» YOUR GOAL
Please arrange each line of the listing below as a Markdown table with two columns, No. and Text, numbering the rows in order and skipping any blank lines.

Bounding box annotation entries
>> start

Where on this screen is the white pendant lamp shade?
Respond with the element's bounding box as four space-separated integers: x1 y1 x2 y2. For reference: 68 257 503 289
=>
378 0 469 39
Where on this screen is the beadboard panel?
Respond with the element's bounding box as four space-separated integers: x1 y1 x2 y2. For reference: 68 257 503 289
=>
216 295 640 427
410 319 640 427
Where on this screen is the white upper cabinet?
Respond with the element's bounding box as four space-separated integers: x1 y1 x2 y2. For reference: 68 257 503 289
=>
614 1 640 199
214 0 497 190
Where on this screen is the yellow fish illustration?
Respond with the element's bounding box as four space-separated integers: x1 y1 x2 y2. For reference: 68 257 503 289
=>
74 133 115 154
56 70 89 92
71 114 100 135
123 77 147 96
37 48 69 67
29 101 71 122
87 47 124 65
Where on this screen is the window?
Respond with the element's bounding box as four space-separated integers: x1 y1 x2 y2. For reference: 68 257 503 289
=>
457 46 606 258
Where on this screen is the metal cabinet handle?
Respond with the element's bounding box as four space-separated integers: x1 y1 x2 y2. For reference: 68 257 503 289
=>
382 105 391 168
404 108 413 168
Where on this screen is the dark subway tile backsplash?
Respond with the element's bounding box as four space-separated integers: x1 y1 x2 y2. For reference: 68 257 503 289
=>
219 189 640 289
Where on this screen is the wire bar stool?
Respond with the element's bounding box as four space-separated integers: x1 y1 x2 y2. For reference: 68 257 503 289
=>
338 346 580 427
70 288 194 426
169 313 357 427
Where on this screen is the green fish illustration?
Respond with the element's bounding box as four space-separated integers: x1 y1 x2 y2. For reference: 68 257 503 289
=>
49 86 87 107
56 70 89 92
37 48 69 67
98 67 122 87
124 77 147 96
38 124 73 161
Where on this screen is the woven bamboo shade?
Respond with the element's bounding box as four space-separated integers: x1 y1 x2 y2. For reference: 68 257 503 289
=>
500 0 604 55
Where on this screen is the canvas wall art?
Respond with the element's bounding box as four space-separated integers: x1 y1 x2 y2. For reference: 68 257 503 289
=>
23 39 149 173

>> end

» RESPONSE
| No. | Text |
|---|---|
| 1 | Where on this screen is the white pendant lamp shade? |
| 2 | Respond with the element's bounding box as four space-separated integers: x1 y1 x2 y2. For reference: 68 257 503 289 |
| 3 | => |
| 4 | 378 0 469 39 |
| 5 | Where on this screen is the beadboard panel? |
| 6 | Respond with the element's bounding box as four space-separated integers: x1 y1 x2 y2. For reference: 68 257 503 289 |
| 7 | => |
| 8 | 216 295 640 427 |
| 9 | 410 319 640 427 |
| 10 | Where on this screen is the white upper cabinet? |
| 11 | Respond with the element's bounding box as four space-separated integers: x1 y1 x2 y2. For reference: 68 257 503 289 |
| 12 | => |
| 13 | 614 1 640 199 |
| 14 | 214 0 497 190 |
| 15 | Where on this screen is the yellow fish illustration? |
| 16 | Respond with the element's bounding box as four space-separated integers: x1 y1 x2 y2. For reference: 68 257 503 289 |
| 17 | => |
| 18 | 74 133 115 154 |
| 19 | 56 70 89 92 |
| 20 | 71 114 100 135 |
| 21 | 123 77 147 96 |
| 22 | 37 48 69 67 |
| 23 | 29 101 71 122 |
| 24 | 87 47 124 65 |
| 25 | Where on this screen is the window? |
| 26 | Respond with the element's bounding box as four space-separated integers: x1 y1 x2 y2. For reference: 68 257 503 289 |
| 27 | => |
| 28 | 457 46 606 258 |
| 29 | Where on this screen is the metal cabinet handle? |
| 30 | Respond with the element's bounding box as four space-separated integers: x1 y1 x2 y2. For reference: 68 257 503 289 |
| 31 | => |
| 32 | 382 105 391 168 |
| 33 | 404 108 413 168 |
| 34 | Where on this screen is the dark subway tile backsplash? |
| 35 | Respond with the element's bounding box as four space-separated integers: x1 y1 x2 y2. For reference: 68 257 503 289 |
| 36 | => |
| 37 | 219 189 640 289 |
| 38 | Where on this screen is the wire bar stool? |
| 39 | Respond with the element's bounding box as four space-separated integers: x1 y1 x2 y2. For reference: 68 257 503 289 |
| 40 | => |
| 41 | 338 346 580 427 |
| 42 | 70 288 194 426 |
| 43 | 169 313 357 427 |
| 44 | Where on this screen is the green fish illustration? |
| 45 | Respond with the element's bounding box as four space-separated integers: x1 y1 x2 y2. For reference: 68 257 503 289 |
| 46 | => |
| 47 | 49 86 87 107 |
| 48 | 56 70 89 92 |
| 49 | 37 48 69 67 |
| 50 | 98 67 122 87 |
| 51 | 124 77 147 96 |
| 52 | 38 124 73 161 |
| 53 | Where on this screen is the woven bamboo shade? |
| 54 | Respond with the element's bounding box as four space-separated integers: x1 y1 x2 y2. For reference: 68 257 503 289 |
| 55 | => |
| 56 | 500 0 604 55 |
| 57 | Where on this screen is the canvas wall art? |
| 58 | Respond with the element's bounding box as four space-separated integers: x1 y1 x2 y2. For reference: 68 257 503 289 |
| 59 | => |
| 60 | 23 39 149 173 |